[Work required]:
Rewrite the entries from the line with "point: manufactured home" to the line with "column 30, row 259", replacing "thickest" with "widest" and keeping everything else the same; give only those lines.

[Material to process]:
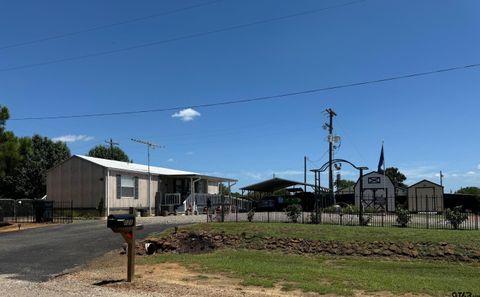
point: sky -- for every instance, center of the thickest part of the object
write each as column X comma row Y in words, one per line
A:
column 61, row 58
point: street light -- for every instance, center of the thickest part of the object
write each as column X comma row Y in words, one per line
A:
column 149, row 145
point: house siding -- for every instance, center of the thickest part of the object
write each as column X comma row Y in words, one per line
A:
column 124, row 202
column 77, row 180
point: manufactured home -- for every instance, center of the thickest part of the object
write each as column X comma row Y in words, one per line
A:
column 93, row 183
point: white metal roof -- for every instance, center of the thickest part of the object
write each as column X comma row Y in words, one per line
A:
column 126, row 166
column 140, row 168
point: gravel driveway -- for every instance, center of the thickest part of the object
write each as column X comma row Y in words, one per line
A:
column 30, row 259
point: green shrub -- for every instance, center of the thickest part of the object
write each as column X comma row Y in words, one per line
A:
column 455, row 217
column 250, row 214
column 293, row 212
column 403, row 217
column 313, row 218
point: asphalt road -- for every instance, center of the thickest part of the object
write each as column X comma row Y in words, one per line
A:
column 40, row 253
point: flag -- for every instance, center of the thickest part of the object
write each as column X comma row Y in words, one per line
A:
column 381, row 162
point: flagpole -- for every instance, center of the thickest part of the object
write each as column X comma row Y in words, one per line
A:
column 384, row 176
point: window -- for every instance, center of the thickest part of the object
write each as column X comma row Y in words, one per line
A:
column 127, row 186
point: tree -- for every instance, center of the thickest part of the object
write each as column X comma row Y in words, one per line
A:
column 114, row 153
column 29, row 177
column 344, row 183
column 396, row 176
column 469, row 190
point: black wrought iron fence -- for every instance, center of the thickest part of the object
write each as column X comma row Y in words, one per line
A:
column 35, row 211
column 353, row 217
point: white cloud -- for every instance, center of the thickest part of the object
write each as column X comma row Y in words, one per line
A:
column 288, row 172
column 73, row 138
column 420, row 172
column 186, row 115
column 253, row 175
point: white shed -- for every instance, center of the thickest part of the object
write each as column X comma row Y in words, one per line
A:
column 378, row 192
column 425, row 196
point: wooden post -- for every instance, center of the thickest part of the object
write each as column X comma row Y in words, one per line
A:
column 130, row 239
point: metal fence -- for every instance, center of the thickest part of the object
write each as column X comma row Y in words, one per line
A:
column 35, row 211
column 424, row 220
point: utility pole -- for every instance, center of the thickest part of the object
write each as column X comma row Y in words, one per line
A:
column 305, row 174
column 111, row 146
column 331, row 114
column 153, row 146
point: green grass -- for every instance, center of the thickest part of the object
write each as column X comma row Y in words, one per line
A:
column 334, row 275
column 469, row 238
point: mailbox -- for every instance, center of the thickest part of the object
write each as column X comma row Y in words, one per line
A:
column 121, row 222
column 125, row 225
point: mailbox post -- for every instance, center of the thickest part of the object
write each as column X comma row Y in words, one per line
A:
column 125, row 225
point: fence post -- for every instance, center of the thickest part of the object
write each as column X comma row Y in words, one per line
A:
column 476, row 220
column 427, row 209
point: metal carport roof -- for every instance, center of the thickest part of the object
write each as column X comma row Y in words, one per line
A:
column 273, row 184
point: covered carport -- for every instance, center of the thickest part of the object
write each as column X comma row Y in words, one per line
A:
column 268, row 187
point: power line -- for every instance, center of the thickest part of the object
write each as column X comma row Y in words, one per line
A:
column 184, row 37
column 256, row 99
column 103, row 27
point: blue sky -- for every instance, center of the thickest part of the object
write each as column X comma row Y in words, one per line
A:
column 428, row 123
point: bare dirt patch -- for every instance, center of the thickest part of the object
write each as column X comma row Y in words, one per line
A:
column 13, row 227
column 199, row 242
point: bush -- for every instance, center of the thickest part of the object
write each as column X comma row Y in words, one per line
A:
column 455, row 217
column 365, row 220
column 313, row 218
column 293, row 212
column 403, row 217
column 250, row 214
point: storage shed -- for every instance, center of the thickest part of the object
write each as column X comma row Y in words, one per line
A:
column 425, row 196
column 378, row 192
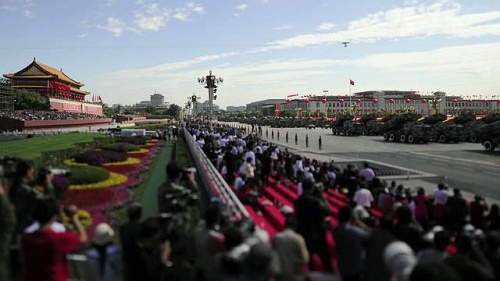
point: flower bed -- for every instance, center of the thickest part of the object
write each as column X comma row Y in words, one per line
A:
column 113, row 192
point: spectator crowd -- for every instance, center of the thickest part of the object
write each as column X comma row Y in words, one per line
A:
column 24, row 115
column 376, row 230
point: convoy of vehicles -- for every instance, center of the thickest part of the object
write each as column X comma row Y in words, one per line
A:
column 404, row 128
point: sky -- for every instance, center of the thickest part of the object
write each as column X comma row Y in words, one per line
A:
column 127, row 50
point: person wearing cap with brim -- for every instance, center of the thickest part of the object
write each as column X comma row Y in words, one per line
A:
column 104, row 258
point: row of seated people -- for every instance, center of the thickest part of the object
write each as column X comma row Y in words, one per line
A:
column 25, row 115
column 350, row 214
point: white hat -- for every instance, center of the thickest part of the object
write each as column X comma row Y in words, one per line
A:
column 103, row 234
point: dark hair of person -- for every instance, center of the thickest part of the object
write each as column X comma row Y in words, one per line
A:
column 434, row 271
column 41, row 177
column 213, row 215
column 345, row 214
column 291, row 222
column 103, row 256
column 45, row 210
column 442, row 240
column 134, row 212
column 233, row 237
column 404, row 215
column 386, row 222
column 21, row 172
column 463, row 242
column 174, row 170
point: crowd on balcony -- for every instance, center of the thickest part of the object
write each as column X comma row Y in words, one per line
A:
column 306, row 217
column 25, row 115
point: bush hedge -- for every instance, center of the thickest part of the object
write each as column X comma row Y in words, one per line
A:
column 99, row 157
column 87, row 174
column 121, row 147
column 137, row 140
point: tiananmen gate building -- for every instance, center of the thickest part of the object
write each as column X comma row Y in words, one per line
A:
column 62, row 92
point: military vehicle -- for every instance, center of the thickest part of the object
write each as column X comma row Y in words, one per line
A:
column 345, row 125
column 489, row 135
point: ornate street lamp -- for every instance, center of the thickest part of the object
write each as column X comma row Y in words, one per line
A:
column 194, row 102
column 211, row 83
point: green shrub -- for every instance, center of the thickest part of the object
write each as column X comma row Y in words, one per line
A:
column 99, row 157
column 87, row 174
column 137, row 140
column 121, row 147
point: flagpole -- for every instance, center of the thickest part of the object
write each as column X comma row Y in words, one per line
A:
column 350, row 95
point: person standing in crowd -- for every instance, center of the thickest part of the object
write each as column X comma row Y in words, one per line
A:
column 292, row 252
column 128, row 236
column 367, row 174
column 440, row 200
column 209, row 243
column 104, row 259
column 478, row 208
column 44, row 250
column 470, row 262
column 179, row 181
column 457, row 210
column 7, row 227
column 22, row 195
column 312, row 212
column 420, row 208
column 493, row 218
column 350, row 240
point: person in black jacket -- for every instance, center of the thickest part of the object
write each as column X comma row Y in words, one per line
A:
column 313, row 212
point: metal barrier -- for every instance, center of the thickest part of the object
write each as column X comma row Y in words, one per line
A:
column 213, row 180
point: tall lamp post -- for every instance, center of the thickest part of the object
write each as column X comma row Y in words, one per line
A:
column 211, row 82
column 194, row 102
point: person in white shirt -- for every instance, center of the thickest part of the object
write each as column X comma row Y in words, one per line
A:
column 367, row 173
column 363, row 197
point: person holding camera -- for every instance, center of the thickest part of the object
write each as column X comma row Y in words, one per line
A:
column 45, row 250
column 7, row 227
column 179, row 188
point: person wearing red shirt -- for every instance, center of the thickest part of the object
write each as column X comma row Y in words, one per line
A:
column 45, row 250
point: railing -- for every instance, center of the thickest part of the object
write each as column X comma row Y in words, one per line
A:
column 211, row 179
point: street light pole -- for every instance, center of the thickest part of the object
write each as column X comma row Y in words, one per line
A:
column 211, row 82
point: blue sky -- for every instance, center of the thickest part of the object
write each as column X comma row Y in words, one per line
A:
column 126, row 50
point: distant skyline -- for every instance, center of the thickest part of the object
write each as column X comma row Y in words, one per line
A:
column 126, row 50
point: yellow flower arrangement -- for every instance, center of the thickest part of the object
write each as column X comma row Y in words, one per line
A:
column 84, row 216
column 71, row 162
column 114, row 179
column 129, row 161
column 140, row 151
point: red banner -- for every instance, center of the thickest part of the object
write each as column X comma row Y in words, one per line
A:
column 58, row 86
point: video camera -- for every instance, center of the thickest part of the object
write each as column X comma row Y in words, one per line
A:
column 180, row 200
column 60, row 172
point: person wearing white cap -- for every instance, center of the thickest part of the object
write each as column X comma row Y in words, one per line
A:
column 104, row 259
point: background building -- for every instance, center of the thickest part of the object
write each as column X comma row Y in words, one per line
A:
column 62, row 92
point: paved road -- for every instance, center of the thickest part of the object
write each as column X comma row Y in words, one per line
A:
column 463, row 165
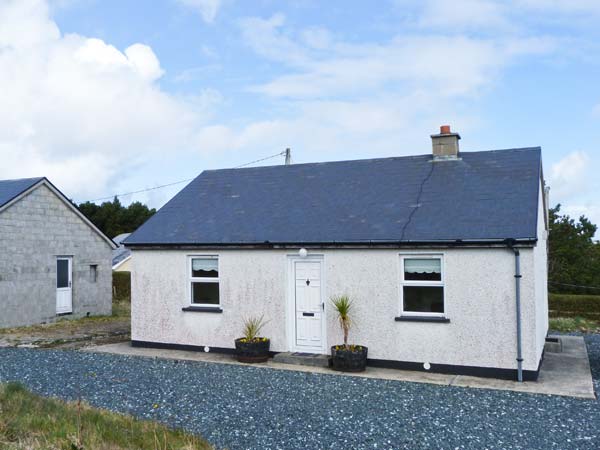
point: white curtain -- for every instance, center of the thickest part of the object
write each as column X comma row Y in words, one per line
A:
column 429, row 265
column 205, row 264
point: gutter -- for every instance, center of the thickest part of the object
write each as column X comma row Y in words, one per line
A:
column 510, row 244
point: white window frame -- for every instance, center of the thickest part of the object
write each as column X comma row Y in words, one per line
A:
column 191, row 280
column 422, row 283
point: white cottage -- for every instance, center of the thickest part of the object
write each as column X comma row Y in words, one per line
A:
column 444, row 254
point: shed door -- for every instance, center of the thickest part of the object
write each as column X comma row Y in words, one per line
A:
column 64, row 282
column 309, row 306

[Problem solution]:
point: manufactured home -- for every instance, center of the widest part of the object
write each as column X comma row Y in words, one per line
A:
column 93, row 183
point: white metal roof -- for every instance, center of the widest part of the object
write each as column X comma row Y in words, one per line
A:
column 126, row 166
column 140, row 168
point: gravel driveway -- for every instance, center of the widest part of the object
write each as column X comma row Y in words, one per line
A:
column 30, row 259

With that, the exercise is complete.